-------- Source document

Kingdom Project
Overview
The goal of the project is to create a compelling software environment for the development and execution of applications that are adaptable to diverse delivery contexts, using formal methods to ensure reliability.
Put simply, we want to create software that doesn't suck.
Licensing
Code will be released under the GNU General Public License, version 3.
Other licenses may be available from YesLogic on request.
Focus Areas
- Regular Expressions
- Irregular Expressions
- Grammars & Parsing
- JavaScript
- Binary Data Formats
- Unicode Encoding
Regular Expressions
- Goals
-
Certified compilation of regular expressions to automata using Antimirov's partial derivatives construction.
- Motivation
-
Regular expressions are a formalism ideally suited to specification and implementation with formal methods. They are essential for text processing and form the basis of most markup schema languages. Antimirov's construction offers a new technique for compiling regular expressions to automata that has not been widely implemented, but promises improved efficiency over the traditional approach.
- References
-
Partial Derivatives of Regular Expressions and Finite Automata Constructions, V. Antimirov (CiteSeer)
Irregular Expressions
- Goals
-
Formal semantics and implementation for regular expressions with backreferences and other extensions.
- Motivation
-
Popular implementations of regular expressions typically add features such as backreferences, that are not found in the regular languages and are impossible to implement efficiently in the general case. Nevertheless, these features must be supported, and ideally would be implemented in such a way that they do not impose any performance penalty for expressions in which they are not used.
Grammars & Parsing
- Goals
-
Factoring left-recursive grammars while preserving equivalence and implementation of top-down parsers.

----------------

▶ Exercise instructions
**a)** Name every focus area listed on the Kingdom Project page.
**b)** According to the Kingdom Project page, what license will the code be released under?
**c)** Write the next part of the Kingdom Project page, picking up right after its last sentence.

-------- Collected data

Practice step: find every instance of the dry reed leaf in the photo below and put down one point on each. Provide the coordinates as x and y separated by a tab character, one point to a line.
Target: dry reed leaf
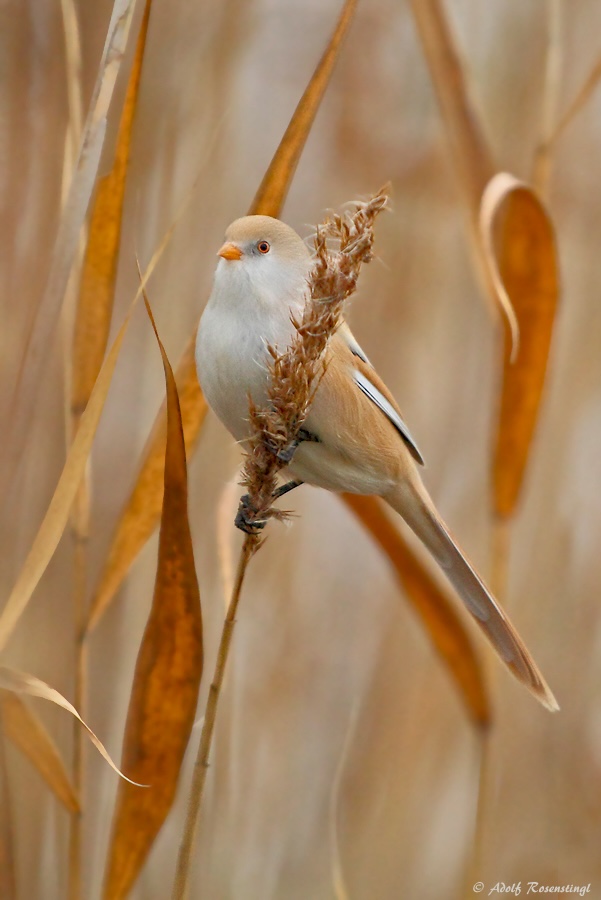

----------------

▶ Solved problems
**a)**
- Regular Expressions
- Irregular Expressions
- Grammars & Parsing
- JavaScript
- Binary Data Formats
- Unicode Encoding

**b)** The GNU General Public License, version 3.

**c)**
- Motivation
-
Many grammars can be parsed by top-down parsers, which are simple to implement and verify. However, left-recursive grammars must be factored first to avoid infinite recursion in the parser. The grammar given for JavaScript in the ECMA standard is a good example of a left-recursive grammar that is amenable to top-down parsing if factored.
JavaScript
- Goals
-
Formal specification of JavaScript semantics and implementation of a certified interpreter / JIT compiler.
- Motivation
-
JavaScript is the programming language of the modern web, powering interactive websites, online applications, games, and increasingly even the browsers themselves. Standards compliance, reliability, and security are crucial requirements for any JavaScript implementation. A certified JavaScript implementation conforming to a formal specification of the language semantics would be a strong foundation for the next generation of web user-agents.
- References
-
ECMA-262 — 3rd edition (HTML)
ECMAScript Edition 3 Errata (HTML)
EcmaScript 3.1 Working Draft, ES4 Wiki (HTML)
Binary Data Formats
- Goals
-
Design and implementation of a language for describing binary data formats.
- Motivation
-
Applications often need to process binary data formats such as OpenType fonts, PNG and JPEG images, multimedia container formats and ZIP archives. Typically these formats are supported by C libraries which offer no guarantees of correctness or reliability, and over the years there have been numerous security exploits targeting these libraries.
A data description language for describing binary data formats would offer a robust solution to these problems. The language would require dependent types, as array lengths and integer widths can depend upon earlier values in the binary data. From the format description it would be possible to programmatically derive functions for safe access to the data in a binary file, eliminating the need for tedious and error-prone manual coding.
- References
-
The Next 700 Data Description Languages, K. Fisher, Y. Mandelbaum, and D. Walker (PDF)
Unicode Encoding
- Goals
-
Formal specification of UTF-8 encoding and implementation of encoder/decoder.
- Motivation
-
UTF-8 decoding is simple, but surprisingly easy to get wrong, which has been the cause of several security exploits. An elegant formalisation of UTF-8 that could be used to verify implementations would be very useful. An extra complication is that implementations may be optimised to decode multiple characters simultaneously using SIMD instructions.
Future Ideas
Knuth / Plass paragraph breaking algorithm, a landmark in document layout. Perhaps this is a specific instance of general techniques dynamic programming and could be formalised as such?
Hexadecimal integer literals in Coq. Don't laugh, this is a serious issue!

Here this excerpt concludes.